Task prompt ▸ Lay out all of the data below as a Markdown table with two columns, Row and Entry. Give each line its own numbered row, skip blank lines, and leave the images out of the table.

(begin)

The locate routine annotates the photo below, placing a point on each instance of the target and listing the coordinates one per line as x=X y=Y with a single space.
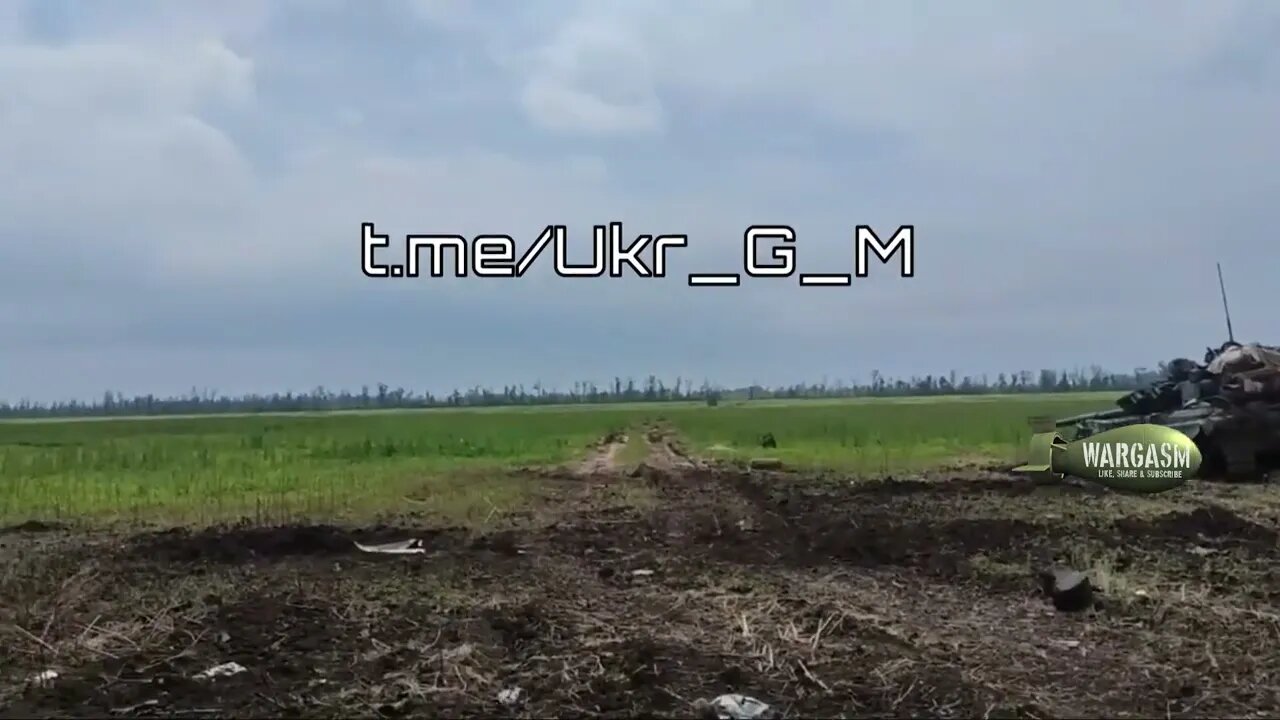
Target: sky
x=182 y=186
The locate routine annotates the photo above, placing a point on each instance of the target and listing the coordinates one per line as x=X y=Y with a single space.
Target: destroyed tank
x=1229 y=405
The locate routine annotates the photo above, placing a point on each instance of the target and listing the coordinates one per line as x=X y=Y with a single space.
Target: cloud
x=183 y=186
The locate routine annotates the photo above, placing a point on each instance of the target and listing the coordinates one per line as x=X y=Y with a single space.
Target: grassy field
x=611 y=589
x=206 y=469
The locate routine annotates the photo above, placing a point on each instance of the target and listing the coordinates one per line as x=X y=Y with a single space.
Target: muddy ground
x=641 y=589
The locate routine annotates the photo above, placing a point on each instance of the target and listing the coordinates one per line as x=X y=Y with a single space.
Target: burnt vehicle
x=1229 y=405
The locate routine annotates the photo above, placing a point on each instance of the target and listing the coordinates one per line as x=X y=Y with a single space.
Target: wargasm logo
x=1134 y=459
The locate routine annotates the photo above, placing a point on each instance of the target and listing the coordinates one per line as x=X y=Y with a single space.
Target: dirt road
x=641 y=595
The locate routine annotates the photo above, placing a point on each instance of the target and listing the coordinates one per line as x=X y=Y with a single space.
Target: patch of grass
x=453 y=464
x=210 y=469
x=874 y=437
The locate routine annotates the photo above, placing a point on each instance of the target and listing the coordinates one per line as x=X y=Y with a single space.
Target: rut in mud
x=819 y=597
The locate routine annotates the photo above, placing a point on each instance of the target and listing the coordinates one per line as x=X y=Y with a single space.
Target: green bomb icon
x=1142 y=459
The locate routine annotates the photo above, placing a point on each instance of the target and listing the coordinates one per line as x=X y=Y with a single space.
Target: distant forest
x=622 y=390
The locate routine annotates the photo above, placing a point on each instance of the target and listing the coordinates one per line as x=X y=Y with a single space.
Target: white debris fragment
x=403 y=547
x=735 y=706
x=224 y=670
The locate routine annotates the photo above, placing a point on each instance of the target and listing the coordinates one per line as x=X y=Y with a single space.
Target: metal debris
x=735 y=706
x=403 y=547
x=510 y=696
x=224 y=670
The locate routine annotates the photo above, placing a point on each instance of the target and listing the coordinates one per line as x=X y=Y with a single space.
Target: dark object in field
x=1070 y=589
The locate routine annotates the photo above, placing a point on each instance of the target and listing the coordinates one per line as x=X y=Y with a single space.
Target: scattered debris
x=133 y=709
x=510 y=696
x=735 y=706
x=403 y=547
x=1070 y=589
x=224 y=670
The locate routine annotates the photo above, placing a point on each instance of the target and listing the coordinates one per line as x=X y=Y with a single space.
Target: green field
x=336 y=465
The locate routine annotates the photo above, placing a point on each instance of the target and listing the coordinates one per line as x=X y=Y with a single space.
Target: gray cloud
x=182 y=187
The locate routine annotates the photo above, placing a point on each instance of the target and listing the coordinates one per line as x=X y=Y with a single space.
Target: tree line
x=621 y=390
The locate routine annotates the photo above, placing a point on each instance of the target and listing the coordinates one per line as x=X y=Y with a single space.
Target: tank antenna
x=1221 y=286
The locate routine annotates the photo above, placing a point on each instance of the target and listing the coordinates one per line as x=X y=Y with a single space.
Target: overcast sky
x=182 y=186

(end)

Exercise solution ▸
| Row | Entry |
|---|---|
| 1 | The locate routine annotates the photo below, placing a point on each instance of the target and listing the coordinates one per line as x=X y=Y with a single space. |
| 2 | Target: sky |
| 3 | x=182 y=186 |
| 4 | The locate routine annotates the photo above, placing a point on each instance of the target and listing the coordinates one per line as x=X y=Y with a single space. |
| 5 | Target: destroyed tank |
| 6 | x=1229 y=405 |
| 7 | The locate routine annotates the photo above, placing a point on each instance of the target and listing the coordinates one per line as x=X y=Y with a single space. |
| 8 | Target: cloud |
| 9 | x=183 y=186 |
| 10 | The locate routine annotates the photo above, placing a point on each instance of the target and listing the coordinates one per line as x=X y=Y with a single space. |
| 11 | Target: grassy field |
| 12 | x=611 y=589 |
| 13 | x=206 y=469 |
| 14 | The locate routine annotates the photo above, placing a point on each instance of the target and listing the coordinates one per line as x=X y=Y with a single space. |
| 15 | Target: muddy ground |
| 16 | x=641 y=589 |
| 17 | The locate routine annotates the photo above, placing a point on each instance of the target and listing the coordinates one per line as x=X y=Y with a single space. |
| 18 | Target: burnt vehicle |
| 19 | x=1229 y=405 |
| 20 | The locate routine annotates the photo above, placing a point on each instance of the target and listing the coordinates one per line as x=X y=Y with a single space. |
| 21 | Target: wargasm logo |
| 22 | x=1134 y=459 |
| 23 | The locate routine annotates the photo above, placing a point on each instance of the target and listing the coordinates one per line as x=X y=Y with a single space. |
| 24 | Target: dirt road |
| 25 | x=641 y=595 |
| 26 | The locate routine annotates the photo above, placing a point on each instance of the target and listing the coordinates one per line as x=X y=Y with a single space. |
| 27 | Target: patch of grass |
| 28 | x=453 y=464 |
| 29 | x=210 y=469 |
| 30 | x=874 y=437 |
| 31 | The locate routine annotates the photo above, placing a point on each instance of the target and listing the coordinates one per line as x=X y=Y with a single space. |
| 32 | Target: rut in mud |
| 33 | x=819 y=597 |
| 34 | The locate routine annotates the photo above, placing a point on each instance of the target and listing the coordinates one per line as x=X y=Y with a single space. |
| 35 | Target: green bomb icon |
| 36 | x=1142 y=459 |
| 37 | The locate routine annotates the photo above, placing a point on each instance of the target and listing the coordinates one per line as x=X y=Y with a single space. |
| 38 | Target: distant forest |
| 39 | x=622 y=390 |
| 40 | The locate routine annotates the photo above, placing a point on each instance of the target and listing the coordinates one per line as x=X y=Y with a single space. |
| 41 | Target: white debris fragment |
| 42 | x=403 y=547 |
| 43 | x=735 y=706 |
| 44 | x=224 y=670 |
| 45 | The locate routine annotates the photo above, placing a point on each instance of the target and listing the coordinates one per line as x=X y=Y with a single space. |
| 46 | Target: metal debris |
| 47 | x=735 y=706 |
| 48 | x=403 y=547 |
| 49 | x=510 y=696 |
| 50 | x=224 y=670 |
| 51 | The locate routine annotates the photo above, placing a point on each instance of the target and listing the coordinates one per line as x=X y=Y with a single space. |
| 52 | Target: dark object in field |
| 53 | x=1070 y=589 |
| 54 | The locate routine annotates the photo above, placing a point on each instance of the target and listing the coordinates one per line as x=X y=Y with a single space. |
| 55 | Target: scattered debris |
| 56 | x=133 y=709 |
| 57 | x=510 y=696 |
| 58 | x=735 y=706 |
| 59 | x=403 y=547 |
| 60 | x=1070 y=589 |
| 61 | x=224 y=670 |
| 62 | The locate routine annotates the photo above, placing a point on each instance of the target and listing the coordinates one per line as x=X y=Y with a single space. |
| 63 | Target: green field |
| 64 | x=336 y=465 |
| 65 | The locate routine annotates the photo above, placing a point on each instance of the target and listing the coordinates one per line as x=X y=Y with a single space. |
| 66 | Target: gray cloud |
| 67 | x=182 y=187 |
| 68 | The locate routine annotates the photo above, placing a point on each instance of the target and listing the coordinates one per line as x=X y=Y with a single space. |
| 69 | Target: tree line |
| 70 | x=621 y=390 |
| 71 | The locate routine annotates the photo above, placing a point on each instance of the target and listing the coordinates one per line as x=X y=Y with a single space. |
| 72 | Target: tank antenna |
| 73 | x=1221 y=286 |
| 74 | The locate routine annotates the photo above, placing a point on each instance of the target and listing the coordinates one per line as x=X y=Y with a single space. |
| 75 | Target: overcast sky |
| 76 | x=182 y=186 |